OPGAVEN.
1/ Haal uit de tekst over ziekenhuislonen woordelijk het stuk dat begint bij "In de looneisen" en eindigt bij "lijkt niet voorhanden.".
2/ Wijzig alsjeblieft het deel van de vermeldingen dat begint bij de regel met "Category: garden bed" en eindigt bij het einde van de vermeldingen. Vervang daarin "garden bed" door "flower bed", laat al het andere ongewijzigd en geef alleen dat deel terug.

TEKSTBLOK.
* * *
In de looneisen van de vakbonden staat dat het loon van personeel in ziekenhuizen in 2023 volledig meestijgt met de inflatie. De inkomsten van de ziekenhuizen nemen echter minder snel toe. Ziekenhuizen dreigen daardoor in 2023 stevig verlies te maken.
Door Anja van Balen en David Bolscher, ABN AMRO
De looneisen van de vakbonden, een stijging van 12,5 procent, kosten ziekenhuizen volgend jaar ruim 2 miljard euro. En dat terwijl de bijbehorende inkomsten maar met 800 miljoen euro stijgen. Dit blijkt uit berekeningen van ABN AMRO. Een echte oplossing lijkt niet voorhanden.
Het kabinet riep in augustus werkgevers al op om lonen te verhogen in lijn met de stijgende prijzen. “Hogere lonen zijn een structurele oplossing. Niet alles kan van de overheid komen”, aldus minister Sigrid Kaag van Financiën. Voor de koopkrachtreparatie van zorgpersoneel ligt de verantwoordelijkheid wel volledig bij die overheid zelf.
Stevig gat
De overheid heeft afgelopen zomer weliswaar bepaald dat ziekenhuizen per 1 januari 2023 hun tarieven voor behandelingen mogen opvoeren, maar het deel waaruit de stijgende lonen moet worden vergoed mag slechts met maximaal 5 procent stijgen. Aangezien de lonen niet door de overheid worden bepaald, maar worden overeengekomen in de cao, dreigt nu een stevig gat te ontstaan.
De ziekenhuissector hanteert twee cao’s: een voor de universitaire ziekenhuizen en een voor de overige, algemene ziekenhuizen. De cao voor de universitaire ziekenhuizen is in maart van 2022 al afgesloten. Daarin is overeengekomen dat de lonen in 2023 meestijgen met de inflatie. Voor de universitaire ziekenhuizen is daarmee al zeker dat de kosten sneller stijgen dan de inkomsten. Voor hen betekent het nakomen van de verplichtingen een tekort van 450 miljoen euro. Zij willen daarom opnieuw met de bonden om tafel.
Volledige prijscompensatie
De algemene ziekenhuizen hebben de cao-onderhandelingen met de vakbonden op 31 oktober hervat. De looneisen van vakbond FNV zijn duidelijk: lonen moeten met minimaal 12,5 procent stijgen om het personeel te compenseren voor de inflatie. “Onze inzet is volledige prijscompensatie in de nieuwe cao, met een minimum van 100 euro en een hogere reiskostenvergoeding voor iedereen”, zo maakte FNV-bestuurder Elise Merlijn duidelijk voor aanvang van de onderhandelingen. Als er inderdaad volledige prijscompensatie komt, beloopt het tekort voor de algemene ziekenhuizen ongeveer 750 miljoen euro.
* * *
GETOONDE GEGEVENS.

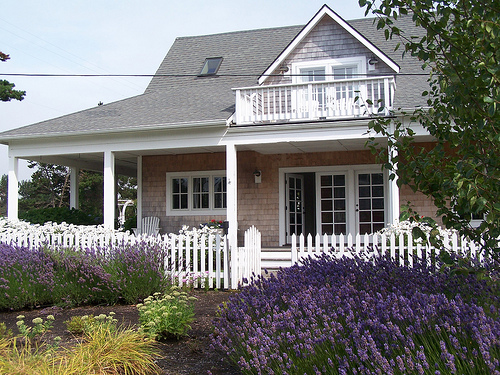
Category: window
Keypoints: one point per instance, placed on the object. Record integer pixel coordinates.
(329, 70)
(196, 193)
(211, 66)
(313, 74)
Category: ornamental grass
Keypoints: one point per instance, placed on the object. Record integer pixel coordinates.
(351, 316)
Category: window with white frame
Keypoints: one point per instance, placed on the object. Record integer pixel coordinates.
(329, 70)
(196, 193)
(328, 92)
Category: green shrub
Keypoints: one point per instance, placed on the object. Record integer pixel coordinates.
(58, 215)
(167, 316)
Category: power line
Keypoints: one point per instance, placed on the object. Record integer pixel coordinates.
(190, 75)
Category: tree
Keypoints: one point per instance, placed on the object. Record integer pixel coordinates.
(7, 92)
(48, 187)
(461, 50)
(3, 195)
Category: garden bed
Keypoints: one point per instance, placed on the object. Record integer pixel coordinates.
(189, 355)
* * *
RESULTATEN PER OPGAVE.
1/
In de looneisen van de vakbonden staat dat het loon van personeel in ziekenhuizen in 2023 volledig meestijgt met de inflatie. De inkomsten van de ziekenhuizen nemen echter minder snel toe. Ziekenhuizen dreigen daardoor in 2023 stevig verlies te maken.
Door Anja van Balen en David Bolscher, ABN AMRO
De looneisen van de vakbonden, een stijging van 12,5 procent, kosten ziekenhuizen volgend jaar ruim 2 miljard euro. En dat terwijl de bijbehorende inkomsten maar met 800 miljoen euro stijgen. Dit blijkt uit berekeningen van ABN AMRO. Een echte oplossing lijkt niet voorhanden.

2/
Category: flower bed
Keypoints: one point per instance, placed on the object. Record integer pixel coordinates.
(189, 355)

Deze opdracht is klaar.